TASK REQUIREMENTS:
From the text on training the PPO teacher, repeat word for word the passage starting at "If the second" and ending at "tune num_envs later.".

SELECTED TEXT:

+++++

If the second command fails, do not start editing YAML yet. The issue is usually the editable install, the Isaac Lab path, or a numpy/Python version conflict. With Isaac Sim and Isaac Lab, a small version mismatch can produce a very noisy error. Lock the environment first; tune num_envs later.
Step 2: train the PPO teacher
The teacher path in this post uses the experiment below:
HYDRA_FULL_ERROR=1 accelerate launch --num_processes 1 \
gr00t/rl/train_agent_trl.py \
+exp=loco_manip/walk_stand_place_grasp_turn_homie \
num_envs=48 \
project_name=wsdpt_teacher
The walk_stand_place_grasp_turn_homie.yaml experiment composes several Hydra config groups:
| Config group | Main value | Meaning |
|---|---|---|
/algo |
ppo |
Train the teacher with PPO |
/env |
walk_stand_place_grasp_turn_homie |
The walk, stand, place, grasp, turn task |
/simulator |
isaacsim |
Isaac Sim backend |
/robot |
g1/g1_43dof |
Unitree G1 43-DOF robot config |
/obs |
obs_walk_stand_place_grasp_turn_homie |
Rich observation set for the teacher |
/rewards |
reward_wsdpt_butterflyV8_q_2_teacher |
Reward shaping for the WSDPT task |
/trainer |
trl_homie_api |
Trainer wrapper used by the repository |
The YAML itself may set num_envs to 2048 for serious training. The README example uses num_envs=48. The important point for beginners is that the command-line value overrides the experiment default through Hydra. If your GPU only has 24 GB of memory, start much lower:
HYDRA_FULL_ERROR=1 accelerate launch --num_processes 1 \
gr00t/rl/train_agent_trl.py \
+exp=loco_manip/walk_stand_place_grasp_turn_homie \
num_envs=8 \
headless=True \
project_name=wsdpt_teacher_smoke \
experiment_name=wspgt_teacher_smoke
num_envs is the number of parallel simulation environments. Raising it collects rollouts faster, but memory use grows with robots, objects, contact sensors, observation buffers, and camera rendering when cameras are enabled. The teacher does not use RGB rendering, so it is usually lighter than the student. Still, this loco-manipulation task is heavy because it includes the G1 model, a table, objects, a tray, hand primitives, and many termination conditions.

+++++

STORED ROWS:
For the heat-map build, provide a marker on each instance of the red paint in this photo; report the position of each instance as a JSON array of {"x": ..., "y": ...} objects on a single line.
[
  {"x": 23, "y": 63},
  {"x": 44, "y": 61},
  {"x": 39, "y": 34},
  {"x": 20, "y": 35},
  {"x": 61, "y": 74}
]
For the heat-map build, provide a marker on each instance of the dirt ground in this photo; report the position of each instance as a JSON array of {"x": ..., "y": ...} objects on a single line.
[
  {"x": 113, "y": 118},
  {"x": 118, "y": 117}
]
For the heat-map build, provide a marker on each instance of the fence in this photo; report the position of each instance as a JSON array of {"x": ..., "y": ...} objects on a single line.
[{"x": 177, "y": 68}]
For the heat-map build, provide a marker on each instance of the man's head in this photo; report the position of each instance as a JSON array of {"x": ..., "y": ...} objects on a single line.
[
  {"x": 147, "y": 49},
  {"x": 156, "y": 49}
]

+++++

SOLUTION FOR THIS TASK:
If the second command fails, do not start editing YAML yet. The issue is usually the editable install, the Isaac Lab path, or a numpy/Python version conflict. With Isaac Sim and Isaac Lab, a small version mismatch can produce a very noisy error. Lock the environment first; tune num_envs later.